TO BE DONE →
Reproduce the following material line for line, with no changes.
---------- DATA PROVIDED
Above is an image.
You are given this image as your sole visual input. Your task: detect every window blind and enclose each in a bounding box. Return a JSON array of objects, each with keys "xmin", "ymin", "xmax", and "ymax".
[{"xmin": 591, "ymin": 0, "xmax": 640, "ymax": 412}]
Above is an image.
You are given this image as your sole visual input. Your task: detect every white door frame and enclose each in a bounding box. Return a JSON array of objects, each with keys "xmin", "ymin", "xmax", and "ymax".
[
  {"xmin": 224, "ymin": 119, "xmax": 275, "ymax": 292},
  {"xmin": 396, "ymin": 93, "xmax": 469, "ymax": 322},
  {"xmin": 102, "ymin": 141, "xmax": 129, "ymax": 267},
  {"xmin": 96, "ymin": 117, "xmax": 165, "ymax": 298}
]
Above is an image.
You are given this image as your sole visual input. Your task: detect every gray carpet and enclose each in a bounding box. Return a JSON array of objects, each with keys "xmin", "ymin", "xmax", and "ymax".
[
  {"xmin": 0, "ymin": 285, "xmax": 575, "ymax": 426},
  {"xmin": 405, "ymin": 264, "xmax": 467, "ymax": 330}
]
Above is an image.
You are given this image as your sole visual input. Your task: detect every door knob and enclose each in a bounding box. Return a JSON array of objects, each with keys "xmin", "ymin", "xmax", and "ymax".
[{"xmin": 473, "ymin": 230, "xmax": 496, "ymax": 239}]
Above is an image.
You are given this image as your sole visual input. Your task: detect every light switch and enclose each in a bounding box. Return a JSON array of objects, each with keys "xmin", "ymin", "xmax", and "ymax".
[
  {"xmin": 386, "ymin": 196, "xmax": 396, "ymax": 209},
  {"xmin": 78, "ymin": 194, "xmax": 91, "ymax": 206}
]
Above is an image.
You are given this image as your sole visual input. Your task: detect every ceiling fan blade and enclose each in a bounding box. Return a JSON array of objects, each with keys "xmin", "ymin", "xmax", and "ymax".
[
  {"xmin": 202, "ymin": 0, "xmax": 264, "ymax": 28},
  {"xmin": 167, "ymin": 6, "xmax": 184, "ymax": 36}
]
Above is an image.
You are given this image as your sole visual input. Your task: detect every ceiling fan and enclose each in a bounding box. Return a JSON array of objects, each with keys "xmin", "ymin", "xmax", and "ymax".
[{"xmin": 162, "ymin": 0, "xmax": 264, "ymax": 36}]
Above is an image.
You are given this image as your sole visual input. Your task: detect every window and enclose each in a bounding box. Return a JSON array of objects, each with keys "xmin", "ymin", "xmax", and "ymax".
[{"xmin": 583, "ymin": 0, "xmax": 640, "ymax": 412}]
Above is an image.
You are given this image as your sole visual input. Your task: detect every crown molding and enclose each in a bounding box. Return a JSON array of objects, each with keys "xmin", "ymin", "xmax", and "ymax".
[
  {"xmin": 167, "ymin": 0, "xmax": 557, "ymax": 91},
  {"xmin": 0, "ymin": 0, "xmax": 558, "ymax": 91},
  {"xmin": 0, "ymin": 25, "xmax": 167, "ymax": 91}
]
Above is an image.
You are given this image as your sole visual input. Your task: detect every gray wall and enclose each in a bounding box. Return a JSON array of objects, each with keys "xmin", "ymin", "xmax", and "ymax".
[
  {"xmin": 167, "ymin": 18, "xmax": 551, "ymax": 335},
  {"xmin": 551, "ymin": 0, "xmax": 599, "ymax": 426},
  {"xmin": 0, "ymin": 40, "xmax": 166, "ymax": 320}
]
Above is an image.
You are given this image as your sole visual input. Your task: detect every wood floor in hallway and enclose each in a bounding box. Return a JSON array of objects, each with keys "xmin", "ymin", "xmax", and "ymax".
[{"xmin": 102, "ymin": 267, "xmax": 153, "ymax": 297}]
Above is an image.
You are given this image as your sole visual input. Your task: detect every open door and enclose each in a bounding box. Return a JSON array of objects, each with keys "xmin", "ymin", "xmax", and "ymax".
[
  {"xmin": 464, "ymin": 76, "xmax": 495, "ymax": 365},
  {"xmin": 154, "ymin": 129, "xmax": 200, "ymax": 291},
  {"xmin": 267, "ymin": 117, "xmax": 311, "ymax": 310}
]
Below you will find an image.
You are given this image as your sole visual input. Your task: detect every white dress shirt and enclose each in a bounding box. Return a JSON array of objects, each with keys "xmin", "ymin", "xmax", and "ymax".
--------------------
FINISHED TASK →
Above is an image.
You are given this image as your sole visual input. Your task: detect every window blind and enclose each in a bounding box. Return a JSON array of objects, each with keys "xmin", "ymin", "xmax", and "ymax".
[{"xmin": 591, "ymin": 0, "xmax": 640, "ymax": 412}]
Above is an image.
You are given this image as your sole visual input. Your task: detect every white door frame and enclose each in a bounding box. Return a JSON array of objects, each with keys "xmin", "ymin", "xmax", and "ymax".
[
  {"xmin": 224, "ymin": 119, "xmax": 275, "ymax": 292},
  {"xmin": 396, "ymin": 93, "xmax": 469, "ymax": 322},
  {"xmin": 102, "ymin": 141, "xmax": 129, "ymax": 267},
  {"xmin": 96, "ymin": 117, "xmax": 165, "ymax": 298}
]
Above is an image.
You are given this image as your sole visual input. Your task: detect every gray carpet and enclose each in a bounding box. Return a JSON array of objects, each with keys "xmin", "ymin", "xmax", and "ymax".
[
  {"xmin": 0, "ymin": 285, "xmax": 575, "ymax": 426},
  {"xmin": 405, "ymin": 264, "xmax": 467, "ymax": 330}
]
Above is an image.
You are given this image as your sole visual input. Your task: detect every door knob and enclose each in a bounding box. Return a JSON array of objects, each with keys "xmin", "ymin", "xmax", and "ymax".
[{"xmin": 473, "ymin": 230, "xmax": 496, "ymax": 239}]
Above is an image.
You are given this image as your sole visual input. Your task: detect every light switch and enclose each in a bounding box. Return a JSON array of objects, each with keys "xmin", "ymin", "xmax", and "ymax".
[
  {"xmin": 386, "ymin": 196, "xmax": 396, "ymax": 209},
  {"xmin": 78, "ymin": 194, "xmax": 91, "ymax": 206}
]
Above is an image.
You are given this image as your sole visual input. Your task: detect every ceiling fan blade and enclose each in a bounding box. Return a JSON array of objects, each with keys "xmin", "ymin", "xmax", and "ymax".
[
  {"xmin": 202, "ymin": 0, "xmax": 264, "ymax": 28},
  {"xmin": 167, "ymin": 6, "xmax": 184, "ymax": 36}
]
Above is an image.
You are given this image as your sole visual input. Your task: detect every ceiling fan and enclose each in a bounding box. Return a JSON array of objects, each with keys "xmin", "ymin", "xmax", and "ymax".
[{"xmin": 162, "ymin": 0, "xmax": 264, "ymax": 36}]
Above is an image.
You are given this image as your sole visual input. Your task: detect every window and enclose each in a bounding box. Return a JSON array of objects, each with keys "xmin", "ymin", "xmax", and "ymax".
[{"xmin": 583, "ymin": 0, "xmax": 640, "ymax": 412}]
Above is an image.
You are given this image as your sole visual input. Your task: detect every crown molding and enclose each in a bounding box. Return a JSON array of objects, each with keys "xmin", "ymin", "xmax", and "ymax".
[
  {"xmin": 167, "ymin": 0, "xmax": 557, "ymax": 91},
  {"xmin": 0, "ymin": 0, "xmax": 558, "ymax": 91},
  {"xmin": 0, "ymin": 25, "xmax": 167, "ymax": 91}
]
Above is an image.
You are given this image as your sole visual input. Your task: detect every gray wall and enclose each in a bounding box. Return a JSON array of objects, each with keys "xmin", "ymin", "xmax", and "ymax".
[
  {"xmin": 167, "ymin": 18, "xmax": 551, "ymax": 335},
  {"xmin": 551, "ymin": 0, "xmax": 599, "ymax": 426},
  {"xmin": 0, "ymin": 40, "xmax": 166, "ymax": 320}
]
Above is an image.
You are given this image as your sole visual input. Your task: detect every wood floor in hallway and enclose each in a bounding box. Return a JSON array of objects, each with keys "xmin", "ymin", "xmax", and "ymax".
[{"xmin": 102, "ymin": 267, "xmax": 153, "ymax": 297}]
Above is an image.
You are given this image as your sole visual input. Your task: detect every open door and enclose each in a bounding box. Return a JSON array of objects, each with keys "xmin", "ymin", "xmax", and "ymax".
[
  {"xmin": 464, "ymin": 76, "xmax": 495, "ymax": 365},
  {"xmin": 154, "ymin": 129, "xmax": 200, "ymax": 291},
  {"xmin": 267, "ymin": 117, "xmax": 311, "ymax": 310}
]
Below you will find an image.
You are given this image as your sole visual input. Your task: detect every white dress shirt and enclose each in a bounding box. Return a JSON array of objects, each with keys "xmin", "ymin", "xmax", and "ymax".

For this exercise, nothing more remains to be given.